Extract every line of the items below that contains the string "shoulder", copying each such line in full.

[Excerpts of annotation records]
# # # # #

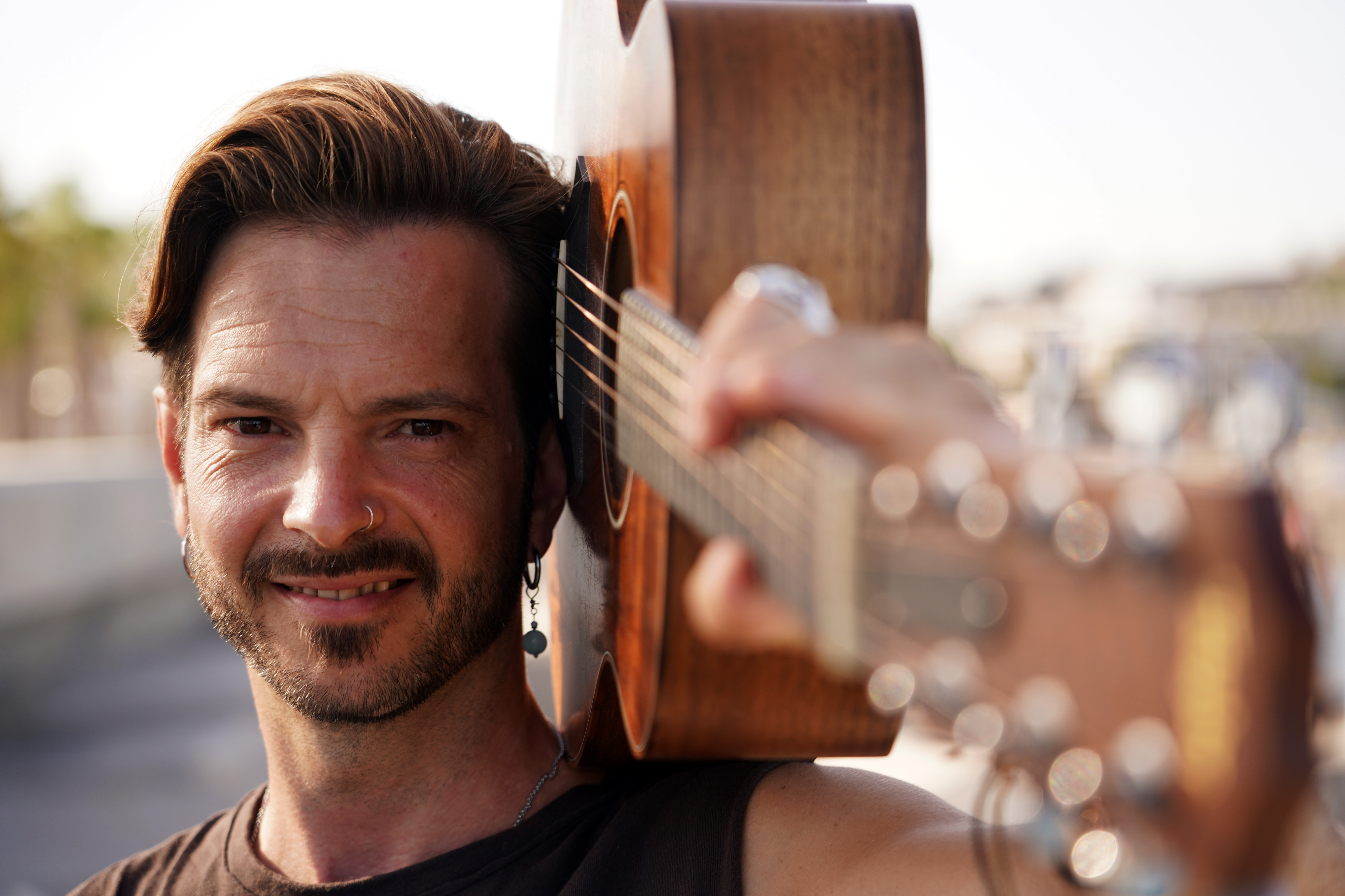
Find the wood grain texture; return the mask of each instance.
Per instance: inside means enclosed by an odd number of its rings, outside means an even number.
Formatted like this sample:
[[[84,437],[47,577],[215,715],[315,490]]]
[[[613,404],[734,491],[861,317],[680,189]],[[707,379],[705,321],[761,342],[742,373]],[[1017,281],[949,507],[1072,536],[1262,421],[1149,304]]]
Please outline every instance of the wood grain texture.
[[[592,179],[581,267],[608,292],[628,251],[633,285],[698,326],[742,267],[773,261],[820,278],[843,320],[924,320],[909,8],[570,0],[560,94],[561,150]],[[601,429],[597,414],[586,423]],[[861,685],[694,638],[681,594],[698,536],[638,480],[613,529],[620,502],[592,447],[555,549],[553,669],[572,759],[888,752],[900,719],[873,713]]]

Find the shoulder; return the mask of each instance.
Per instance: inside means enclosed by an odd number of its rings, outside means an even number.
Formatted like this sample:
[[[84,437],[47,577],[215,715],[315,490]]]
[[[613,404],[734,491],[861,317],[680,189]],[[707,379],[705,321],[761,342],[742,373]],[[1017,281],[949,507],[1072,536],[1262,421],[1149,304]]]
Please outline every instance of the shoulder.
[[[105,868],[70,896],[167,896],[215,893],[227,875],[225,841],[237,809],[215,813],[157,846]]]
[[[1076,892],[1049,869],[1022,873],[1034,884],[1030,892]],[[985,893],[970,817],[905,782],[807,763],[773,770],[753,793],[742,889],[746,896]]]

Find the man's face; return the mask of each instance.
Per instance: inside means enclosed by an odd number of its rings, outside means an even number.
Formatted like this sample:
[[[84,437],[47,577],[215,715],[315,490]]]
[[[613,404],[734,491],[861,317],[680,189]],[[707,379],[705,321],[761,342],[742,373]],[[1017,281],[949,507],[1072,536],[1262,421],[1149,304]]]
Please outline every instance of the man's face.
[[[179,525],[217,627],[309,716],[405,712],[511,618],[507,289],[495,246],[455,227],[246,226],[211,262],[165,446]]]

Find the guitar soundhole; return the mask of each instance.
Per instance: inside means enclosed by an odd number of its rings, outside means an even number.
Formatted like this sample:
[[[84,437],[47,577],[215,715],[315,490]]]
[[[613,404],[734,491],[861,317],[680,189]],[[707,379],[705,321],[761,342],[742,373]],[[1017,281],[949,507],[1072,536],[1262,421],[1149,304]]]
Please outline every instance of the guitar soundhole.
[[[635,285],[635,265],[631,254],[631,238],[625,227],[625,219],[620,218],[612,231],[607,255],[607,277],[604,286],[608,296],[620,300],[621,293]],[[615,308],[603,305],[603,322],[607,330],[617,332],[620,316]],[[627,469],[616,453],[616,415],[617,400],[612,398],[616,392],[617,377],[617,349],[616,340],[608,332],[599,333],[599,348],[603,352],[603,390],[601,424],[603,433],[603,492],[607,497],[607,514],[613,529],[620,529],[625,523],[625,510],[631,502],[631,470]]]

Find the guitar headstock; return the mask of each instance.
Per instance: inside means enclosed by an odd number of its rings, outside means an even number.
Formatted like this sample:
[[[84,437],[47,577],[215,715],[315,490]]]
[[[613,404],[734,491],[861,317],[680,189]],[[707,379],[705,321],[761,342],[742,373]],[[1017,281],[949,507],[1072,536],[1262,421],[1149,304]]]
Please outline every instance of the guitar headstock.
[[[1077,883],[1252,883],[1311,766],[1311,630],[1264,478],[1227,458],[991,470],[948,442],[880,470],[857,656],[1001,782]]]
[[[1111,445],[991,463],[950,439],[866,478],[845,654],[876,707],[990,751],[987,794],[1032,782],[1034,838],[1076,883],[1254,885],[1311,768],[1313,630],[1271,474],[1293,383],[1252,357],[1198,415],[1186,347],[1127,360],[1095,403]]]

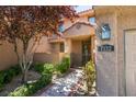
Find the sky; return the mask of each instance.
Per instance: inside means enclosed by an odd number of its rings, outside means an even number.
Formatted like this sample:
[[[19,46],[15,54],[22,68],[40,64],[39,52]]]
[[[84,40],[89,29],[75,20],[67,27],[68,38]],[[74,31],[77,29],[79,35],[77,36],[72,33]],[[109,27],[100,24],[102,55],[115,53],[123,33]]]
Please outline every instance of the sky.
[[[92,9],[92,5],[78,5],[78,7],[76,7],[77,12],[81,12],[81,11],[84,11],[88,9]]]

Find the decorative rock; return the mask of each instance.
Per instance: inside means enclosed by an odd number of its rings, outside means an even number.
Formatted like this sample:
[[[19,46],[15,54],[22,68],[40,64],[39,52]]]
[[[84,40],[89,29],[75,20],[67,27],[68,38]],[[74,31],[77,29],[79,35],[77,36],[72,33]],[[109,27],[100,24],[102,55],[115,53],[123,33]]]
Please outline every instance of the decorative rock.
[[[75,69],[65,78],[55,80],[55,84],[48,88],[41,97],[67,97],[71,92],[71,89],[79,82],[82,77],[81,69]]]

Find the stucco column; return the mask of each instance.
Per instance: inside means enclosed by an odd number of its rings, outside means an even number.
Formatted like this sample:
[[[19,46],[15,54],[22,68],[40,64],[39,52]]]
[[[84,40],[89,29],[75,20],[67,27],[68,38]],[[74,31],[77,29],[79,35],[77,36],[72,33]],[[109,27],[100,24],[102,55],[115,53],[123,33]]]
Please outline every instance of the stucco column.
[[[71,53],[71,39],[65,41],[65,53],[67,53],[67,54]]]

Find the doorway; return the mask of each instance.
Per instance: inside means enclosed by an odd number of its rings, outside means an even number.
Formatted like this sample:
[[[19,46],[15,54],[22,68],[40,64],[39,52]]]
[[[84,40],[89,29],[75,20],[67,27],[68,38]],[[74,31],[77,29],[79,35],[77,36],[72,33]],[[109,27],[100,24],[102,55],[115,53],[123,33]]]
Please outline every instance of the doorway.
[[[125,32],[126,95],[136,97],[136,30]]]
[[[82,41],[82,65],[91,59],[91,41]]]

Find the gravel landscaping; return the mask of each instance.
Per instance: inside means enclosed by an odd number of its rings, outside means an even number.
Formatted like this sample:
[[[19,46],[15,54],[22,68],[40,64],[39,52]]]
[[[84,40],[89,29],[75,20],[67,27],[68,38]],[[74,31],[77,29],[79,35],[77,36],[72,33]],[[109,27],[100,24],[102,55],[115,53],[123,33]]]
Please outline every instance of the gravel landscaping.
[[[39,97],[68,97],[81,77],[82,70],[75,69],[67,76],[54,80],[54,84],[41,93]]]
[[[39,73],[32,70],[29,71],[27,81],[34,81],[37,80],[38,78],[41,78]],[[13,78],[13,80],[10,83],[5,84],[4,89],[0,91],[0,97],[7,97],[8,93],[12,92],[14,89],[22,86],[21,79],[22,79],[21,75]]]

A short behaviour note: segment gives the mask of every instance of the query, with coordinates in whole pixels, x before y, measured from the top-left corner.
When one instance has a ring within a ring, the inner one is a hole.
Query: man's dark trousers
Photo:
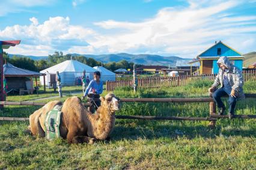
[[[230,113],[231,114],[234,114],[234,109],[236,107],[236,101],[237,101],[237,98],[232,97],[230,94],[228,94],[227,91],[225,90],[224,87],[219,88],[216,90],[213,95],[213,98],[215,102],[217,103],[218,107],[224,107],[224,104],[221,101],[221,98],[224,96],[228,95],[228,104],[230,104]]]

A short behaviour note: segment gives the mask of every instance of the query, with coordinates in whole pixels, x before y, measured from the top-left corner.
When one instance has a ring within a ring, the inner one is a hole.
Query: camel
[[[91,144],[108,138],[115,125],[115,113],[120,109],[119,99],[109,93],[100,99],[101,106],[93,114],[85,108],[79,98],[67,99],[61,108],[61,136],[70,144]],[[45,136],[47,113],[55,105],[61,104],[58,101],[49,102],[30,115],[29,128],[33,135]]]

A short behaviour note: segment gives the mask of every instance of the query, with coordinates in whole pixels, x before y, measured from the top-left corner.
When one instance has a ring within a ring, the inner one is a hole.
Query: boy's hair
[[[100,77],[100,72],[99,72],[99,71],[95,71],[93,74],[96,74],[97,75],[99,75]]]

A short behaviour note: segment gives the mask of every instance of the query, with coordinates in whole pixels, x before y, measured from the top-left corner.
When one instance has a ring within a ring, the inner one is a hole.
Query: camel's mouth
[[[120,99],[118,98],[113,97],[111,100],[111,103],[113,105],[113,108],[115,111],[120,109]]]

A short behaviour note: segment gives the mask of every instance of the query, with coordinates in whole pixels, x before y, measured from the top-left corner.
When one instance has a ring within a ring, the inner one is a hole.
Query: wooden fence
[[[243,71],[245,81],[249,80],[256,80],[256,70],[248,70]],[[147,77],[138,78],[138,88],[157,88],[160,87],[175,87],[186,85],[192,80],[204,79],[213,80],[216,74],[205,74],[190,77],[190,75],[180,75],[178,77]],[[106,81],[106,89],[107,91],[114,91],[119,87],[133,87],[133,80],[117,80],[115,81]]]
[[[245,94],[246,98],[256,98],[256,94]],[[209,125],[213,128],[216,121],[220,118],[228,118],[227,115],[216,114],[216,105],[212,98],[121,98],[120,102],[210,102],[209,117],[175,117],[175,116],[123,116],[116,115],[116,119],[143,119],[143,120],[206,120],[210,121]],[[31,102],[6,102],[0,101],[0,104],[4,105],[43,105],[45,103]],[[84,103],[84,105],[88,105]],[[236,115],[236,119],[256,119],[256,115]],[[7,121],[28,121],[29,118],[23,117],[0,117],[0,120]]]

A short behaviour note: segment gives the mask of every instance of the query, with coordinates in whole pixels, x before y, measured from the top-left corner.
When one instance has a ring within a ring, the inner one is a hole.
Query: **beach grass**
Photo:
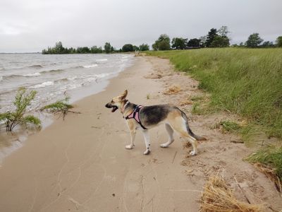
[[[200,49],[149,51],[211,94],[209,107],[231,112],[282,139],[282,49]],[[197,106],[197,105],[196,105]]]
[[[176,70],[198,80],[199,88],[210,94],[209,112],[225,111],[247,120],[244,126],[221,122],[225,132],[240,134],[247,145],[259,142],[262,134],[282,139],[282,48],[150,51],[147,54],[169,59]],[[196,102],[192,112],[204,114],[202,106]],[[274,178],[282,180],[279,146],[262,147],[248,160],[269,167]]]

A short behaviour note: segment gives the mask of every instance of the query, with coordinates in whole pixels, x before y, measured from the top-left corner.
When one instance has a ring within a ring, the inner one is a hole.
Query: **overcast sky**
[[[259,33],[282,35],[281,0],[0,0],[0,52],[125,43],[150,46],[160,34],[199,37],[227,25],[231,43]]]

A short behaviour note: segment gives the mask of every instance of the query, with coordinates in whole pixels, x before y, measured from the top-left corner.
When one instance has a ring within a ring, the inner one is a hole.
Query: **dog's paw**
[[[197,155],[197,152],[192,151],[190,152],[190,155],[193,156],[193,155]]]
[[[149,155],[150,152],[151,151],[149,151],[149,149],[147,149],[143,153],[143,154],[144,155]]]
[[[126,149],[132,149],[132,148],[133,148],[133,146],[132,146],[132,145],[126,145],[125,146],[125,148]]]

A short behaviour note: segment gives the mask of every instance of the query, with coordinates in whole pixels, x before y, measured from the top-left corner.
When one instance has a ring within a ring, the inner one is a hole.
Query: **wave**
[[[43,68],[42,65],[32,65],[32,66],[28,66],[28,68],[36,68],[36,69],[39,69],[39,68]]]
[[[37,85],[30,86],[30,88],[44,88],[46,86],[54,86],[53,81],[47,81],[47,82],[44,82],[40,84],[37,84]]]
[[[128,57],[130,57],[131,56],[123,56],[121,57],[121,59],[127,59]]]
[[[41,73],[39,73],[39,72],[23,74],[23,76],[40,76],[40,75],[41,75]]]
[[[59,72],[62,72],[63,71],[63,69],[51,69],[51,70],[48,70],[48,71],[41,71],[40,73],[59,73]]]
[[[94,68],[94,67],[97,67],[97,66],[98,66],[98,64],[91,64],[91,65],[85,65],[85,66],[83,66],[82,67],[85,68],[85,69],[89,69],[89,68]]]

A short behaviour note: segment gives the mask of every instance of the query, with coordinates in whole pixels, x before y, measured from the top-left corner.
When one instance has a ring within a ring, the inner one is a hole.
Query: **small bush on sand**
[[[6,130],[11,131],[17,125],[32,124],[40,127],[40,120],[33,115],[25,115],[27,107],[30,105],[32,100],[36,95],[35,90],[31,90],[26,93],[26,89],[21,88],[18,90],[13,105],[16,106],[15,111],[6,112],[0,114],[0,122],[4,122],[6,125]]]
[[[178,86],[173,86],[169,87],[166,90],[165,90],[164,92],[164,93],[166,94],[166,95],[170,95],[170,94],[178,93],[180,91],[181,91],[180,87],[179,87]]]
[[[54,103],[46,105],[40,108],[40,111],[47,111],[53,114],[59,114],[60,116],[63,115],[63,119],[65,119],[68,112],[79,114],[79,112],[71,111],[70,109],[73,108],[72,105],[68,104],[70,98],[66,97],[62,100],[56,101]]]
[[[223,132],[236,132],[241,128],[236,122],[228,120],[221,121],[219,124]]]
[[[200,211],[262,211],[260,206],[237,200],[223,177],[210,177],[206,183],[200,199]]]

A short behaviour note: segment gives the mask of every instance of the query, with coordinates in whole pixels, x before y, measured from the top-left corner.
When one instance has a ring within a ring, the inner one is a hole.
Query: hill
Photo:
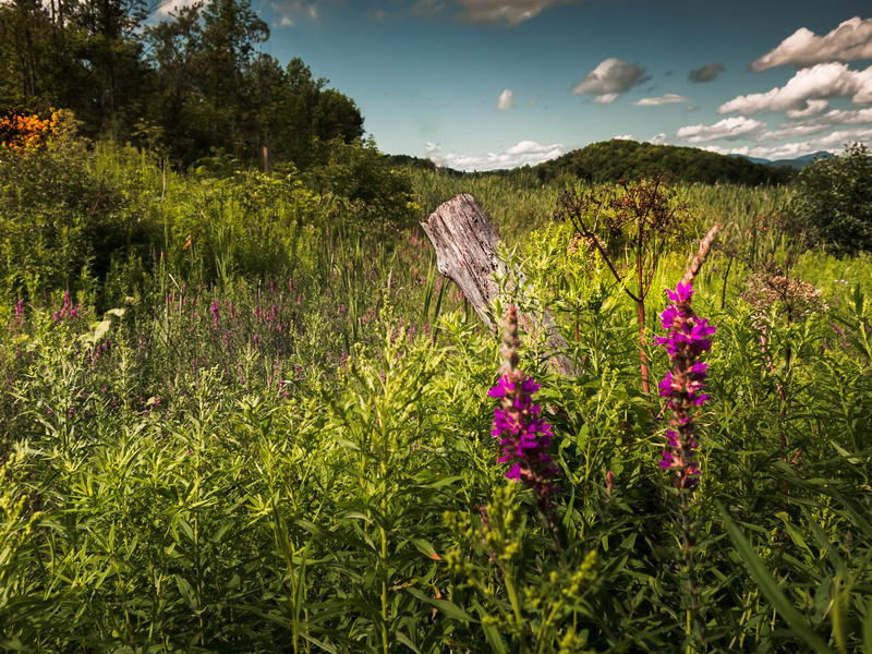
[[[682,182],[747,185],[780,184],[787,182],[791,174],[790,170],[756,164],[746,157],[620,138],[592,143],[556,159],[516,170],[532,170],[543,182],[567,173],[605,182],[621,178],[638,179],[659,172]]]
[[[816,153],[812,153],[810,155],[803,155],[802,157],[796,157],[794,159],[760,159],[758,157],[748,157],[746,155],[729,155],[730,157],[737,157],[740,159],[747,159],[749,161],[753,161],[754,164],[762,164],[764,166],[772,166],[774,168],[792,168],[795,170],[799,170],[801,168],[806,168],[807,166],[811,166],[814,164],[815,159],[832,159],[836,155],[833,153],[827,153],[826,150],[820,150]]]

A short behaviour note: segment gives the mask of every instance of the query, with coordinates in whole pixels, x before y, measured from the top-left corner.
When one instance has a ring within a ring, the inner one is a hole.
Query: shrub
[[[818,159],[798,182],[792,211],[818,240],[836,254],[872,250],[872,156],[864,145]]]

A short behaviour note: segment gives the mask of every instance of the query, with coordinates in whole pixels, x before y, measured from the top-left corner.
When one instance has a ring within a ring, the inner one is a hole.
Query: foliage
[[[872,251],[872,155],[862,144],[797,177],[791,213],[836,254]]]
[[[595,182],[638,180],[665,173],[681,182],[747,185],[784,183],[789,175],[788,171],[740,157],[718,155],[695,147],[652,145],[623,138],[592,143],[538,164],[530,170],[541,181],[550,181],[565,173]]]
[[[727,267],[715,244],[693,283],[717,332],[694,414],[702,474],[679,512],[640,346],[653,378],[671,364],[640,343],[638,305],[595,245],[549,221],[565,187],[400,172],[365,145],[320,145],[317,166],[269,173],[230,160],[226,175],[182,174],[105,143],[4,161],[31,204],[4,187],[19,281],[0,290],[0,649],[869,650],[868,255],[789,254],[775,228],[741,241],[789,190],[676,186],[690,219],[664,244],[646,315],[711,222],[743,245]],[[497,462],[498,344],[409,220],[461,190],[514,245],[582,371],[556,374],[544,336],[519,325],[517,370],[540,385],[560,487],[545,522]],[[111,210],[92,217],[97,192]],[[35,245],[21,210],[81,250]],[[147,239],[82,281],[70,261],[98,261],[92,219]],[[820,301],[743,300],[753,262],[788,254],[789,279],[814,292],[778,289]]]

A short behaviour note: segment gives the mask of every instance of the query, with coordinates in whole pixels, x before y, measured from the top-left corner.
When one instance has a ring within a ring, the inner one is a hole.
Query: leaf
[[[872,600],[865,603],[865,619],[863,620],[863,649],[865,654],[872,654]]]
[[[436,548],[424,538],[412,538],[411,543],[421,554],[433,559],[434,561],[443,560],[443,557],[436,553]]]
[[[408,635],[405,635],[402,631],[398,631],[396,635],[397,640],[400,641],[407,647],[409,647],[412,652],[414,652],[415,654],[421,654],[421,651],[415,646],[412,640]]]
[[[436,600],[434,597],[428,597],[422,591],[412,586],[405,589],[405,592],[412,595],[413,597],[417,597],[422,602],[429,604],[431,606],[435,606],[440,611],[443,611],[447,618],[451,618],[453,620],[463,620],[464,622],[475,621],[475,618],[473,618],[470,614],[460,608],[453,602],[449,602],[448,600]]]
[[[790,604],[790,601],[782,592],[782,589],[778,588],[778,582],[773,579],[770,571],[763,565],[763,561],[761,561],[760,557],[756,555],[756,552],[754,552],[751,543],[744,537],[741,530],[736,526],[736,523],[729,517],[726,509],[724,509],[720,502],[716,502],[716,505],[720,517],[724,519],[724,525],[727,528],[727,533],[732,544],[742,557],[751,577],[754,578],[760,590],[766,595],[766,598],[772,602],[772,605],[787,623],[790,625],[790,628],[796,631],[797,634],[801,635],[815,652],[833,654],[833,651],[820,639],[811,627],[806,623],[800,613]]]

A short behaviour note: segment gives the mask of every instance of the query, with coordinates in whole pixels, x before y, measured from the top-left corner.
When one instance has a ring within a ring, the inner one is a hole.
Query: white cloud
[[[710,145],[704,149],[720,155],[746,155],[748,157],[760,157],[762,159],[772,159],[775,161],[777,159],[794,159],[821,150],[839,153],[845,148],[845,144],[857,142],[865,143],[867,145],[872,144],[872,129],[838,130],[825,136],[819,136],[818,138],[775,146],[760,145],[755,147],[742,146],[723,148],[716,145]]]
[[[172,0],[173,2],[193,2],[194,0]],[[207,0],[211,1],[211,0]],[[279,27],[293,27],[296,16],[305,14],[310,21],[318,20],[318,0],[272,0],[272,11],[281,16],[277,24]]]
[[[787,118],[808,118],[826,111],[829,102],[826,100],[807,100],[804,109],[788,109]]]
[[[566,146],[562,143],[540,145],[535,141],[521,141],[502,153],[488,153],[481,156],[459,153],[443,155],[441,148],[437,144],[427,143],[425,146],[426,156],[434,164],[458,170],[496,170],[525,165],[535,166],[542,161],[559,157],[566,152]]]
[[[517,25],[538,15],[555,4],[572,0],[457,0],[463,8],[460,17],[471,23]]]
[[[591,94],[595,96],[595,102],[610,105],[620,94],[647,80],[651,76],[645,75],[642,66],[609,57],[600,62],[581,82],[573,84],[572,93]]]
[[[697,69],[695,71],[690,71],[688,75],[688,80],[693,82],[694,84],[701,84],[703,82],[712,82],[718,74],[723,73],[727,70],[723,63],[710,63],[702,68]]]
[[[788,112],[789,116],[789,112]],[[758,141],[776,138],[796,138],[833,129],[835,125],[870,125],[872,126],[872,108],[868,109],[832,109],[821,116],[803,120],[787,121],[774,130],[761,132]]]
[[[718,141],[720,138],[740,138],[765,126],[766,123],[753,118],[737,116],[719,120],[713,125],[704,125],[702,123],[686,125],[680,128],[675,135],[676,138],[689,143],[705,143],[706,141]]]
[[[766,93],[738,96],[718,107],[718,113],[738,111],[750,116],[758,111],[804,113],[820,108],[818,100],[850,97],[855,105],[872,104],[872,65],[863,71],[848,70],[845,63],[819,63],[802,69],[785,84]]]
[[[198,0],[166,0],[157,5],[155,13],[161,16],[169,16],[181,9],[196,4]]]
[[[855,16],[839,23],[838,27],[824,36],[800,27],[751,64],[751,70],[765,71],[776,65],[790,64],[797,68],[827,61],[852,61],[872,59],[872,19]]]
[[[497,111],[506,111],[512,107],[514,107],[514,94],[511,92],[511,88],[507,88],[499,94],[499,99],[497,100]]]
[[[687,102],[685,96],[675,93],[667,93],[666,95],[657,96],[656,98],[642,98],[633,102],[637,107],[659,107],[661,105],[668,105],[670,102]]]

# # # # #

SOLVED EXERCISE:
Find the shoulder; return the mask of each instance.
Please outline every instance of the shoulder.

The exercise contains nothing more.